Given request a:
Identify every line of the listing that contains the string "face" and copy each one out.

Excerpt to read:
--- Begin ---
Having been a checkout operator many moons ago, my face softened and I said, “I know. They make you do it from head office.”
To which she replied, “No, I mean it’s really not our fault. It’s the ACT Government. They make us pay every time someone dumps a trolley from our store. This is the only solution we had – make people pay and then give their money back when they return it.”
I was shocked. I hadn’t heard anything about it. And after first being asked to pay for my own shopping bags, then (and this infuriates me) contribute to a lack of future generation’s jobs by scanning my own shopping, I am now required to pay for a trolley.
Apparently Aldi has been doing it for ages. They have a token system, where you buy a number of tokens that are also attachable to your keychain so you never forget them. I don’t mind that idea. I certainly wouldn’t have lost the plot if I saw a $5 pack of tokens (worthy of an EFTPOS transaction) instead of being asked to rummage around for a single gold coin.
It makes me sad that this is the way of the future. If (apparently) we can only walk as slow as our slowest community members, then we must all find a dollar in our pockets to compensate for slackos that dump them in the park.
--- End ---
Given request b:
Rewrite the passage on supermarket trolleys, starting with "I was shocked." and going on through "for a trolley.", with "trolley" replaced by "cart".

Source data:
--- Begin ---
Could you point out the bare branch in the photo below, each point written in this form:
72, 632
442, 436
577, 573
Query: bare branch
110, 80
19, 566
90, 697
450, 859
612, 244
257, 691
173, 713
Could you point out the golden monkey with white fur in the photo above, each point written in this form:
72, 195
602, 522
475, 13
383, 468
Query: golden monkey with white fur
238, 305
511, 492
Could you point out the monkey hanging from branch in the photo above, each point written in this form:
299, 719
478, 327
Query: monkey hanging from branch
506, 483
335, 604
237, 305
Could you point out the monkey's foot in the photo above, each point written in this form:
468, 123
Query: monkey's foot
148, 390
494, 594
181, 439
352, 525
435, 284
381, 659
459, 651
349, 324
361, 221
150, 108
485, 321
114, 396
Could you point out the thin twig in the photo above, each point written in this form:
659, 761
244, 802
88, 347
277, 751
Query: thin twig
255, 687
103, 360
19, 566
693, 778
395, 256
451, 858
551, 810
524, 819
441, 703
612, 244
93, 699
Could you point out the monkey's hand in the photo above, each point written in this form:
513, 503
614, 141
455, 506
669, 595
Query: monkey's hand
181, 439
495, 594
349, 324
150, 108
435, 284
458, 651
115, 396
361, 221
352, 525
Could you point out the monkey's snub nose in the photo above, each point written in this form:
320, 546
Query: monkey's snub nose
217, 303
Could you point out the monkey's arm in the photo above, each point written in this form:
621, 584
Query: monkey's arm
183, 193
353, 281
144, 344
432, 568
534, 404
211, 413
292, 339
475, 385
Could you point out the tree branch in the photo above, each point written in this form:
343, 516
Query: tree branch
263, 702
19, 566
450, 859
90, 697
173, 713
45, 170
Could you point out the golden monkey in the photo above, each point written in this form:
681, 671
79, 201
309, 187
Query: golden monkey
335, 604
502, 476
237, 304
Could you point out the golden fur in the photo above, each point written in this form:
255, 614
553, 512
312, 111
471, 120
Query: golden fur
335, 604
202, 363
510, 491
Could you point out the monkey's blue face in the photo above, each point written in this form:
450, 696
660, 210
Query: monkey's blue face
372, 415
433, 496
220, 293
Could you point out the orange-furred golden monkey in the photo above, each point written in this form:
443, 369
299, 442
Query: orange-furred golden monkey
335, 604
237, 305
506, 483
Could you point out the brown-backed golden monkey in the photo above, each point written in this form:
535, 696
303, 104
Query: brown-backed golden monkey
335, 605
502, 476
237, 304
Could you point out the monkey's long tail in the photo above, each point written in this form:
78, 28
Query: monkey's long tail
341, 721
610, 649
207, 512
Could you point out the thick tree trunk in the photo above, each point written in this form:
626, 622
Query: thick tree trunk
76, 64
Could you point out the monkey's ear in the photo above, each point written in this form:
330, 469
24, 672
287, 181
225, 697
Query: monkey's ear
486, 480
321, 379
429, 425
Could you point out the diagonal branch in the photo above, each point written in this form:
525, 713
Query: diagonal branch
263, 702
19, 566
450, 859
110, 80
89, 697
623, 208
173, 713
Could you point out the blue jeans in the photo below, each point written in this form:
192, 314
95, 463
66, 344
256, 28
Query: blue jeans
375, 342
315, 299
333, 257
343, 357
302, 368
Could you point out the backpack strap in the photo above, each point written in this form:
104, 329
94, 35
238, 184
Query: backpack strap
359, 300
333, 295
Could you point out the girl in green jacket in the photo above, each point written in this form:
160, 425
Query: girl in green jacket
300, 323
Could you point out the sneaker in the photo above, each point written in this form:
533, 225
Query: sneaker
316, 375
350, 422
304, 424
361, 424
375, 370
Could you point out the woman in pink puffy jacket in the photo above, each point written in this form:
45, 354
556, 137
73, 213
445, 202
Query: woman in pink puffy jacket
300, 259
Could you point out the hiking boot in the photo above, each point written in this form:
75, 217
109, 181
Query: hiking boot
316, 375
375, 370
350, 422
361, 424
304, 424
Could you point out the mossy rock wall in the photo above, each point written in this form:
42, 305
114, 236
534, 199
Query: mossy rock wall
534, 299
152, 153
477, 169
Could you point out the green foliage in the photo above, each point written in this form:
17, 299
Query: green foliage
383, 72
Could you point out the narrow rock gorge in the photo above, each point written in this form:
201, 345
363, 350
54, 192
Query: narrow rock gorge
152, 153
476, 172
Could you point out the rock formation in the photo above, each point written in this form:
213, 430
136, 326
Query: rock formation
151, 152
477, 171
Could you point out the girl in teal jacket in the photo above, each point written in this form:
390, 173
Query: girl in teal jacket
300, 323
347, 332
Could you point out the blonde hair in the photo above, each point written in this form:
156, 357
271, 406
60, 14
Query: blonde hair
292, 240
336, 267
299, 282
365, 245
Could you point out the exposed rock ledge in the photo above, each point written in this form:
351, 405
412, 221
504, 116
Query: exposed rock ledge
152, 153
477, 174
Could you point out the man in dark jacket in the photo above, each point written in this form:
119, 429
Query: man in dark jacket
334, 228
--- End ---
Complete answer a:
Could you point out the monkey's blue face in the photo above, each point written in this form:
Query: monkey's blue face

Complete answer b:
I was shocked. I hadn’t heard anything about it. And after first being asked to pay for my own shopping bags, then (and this infuriates me) contribute to a lack of future generation’s jobs by scanning my own shopping, I am now required to pay for a cart.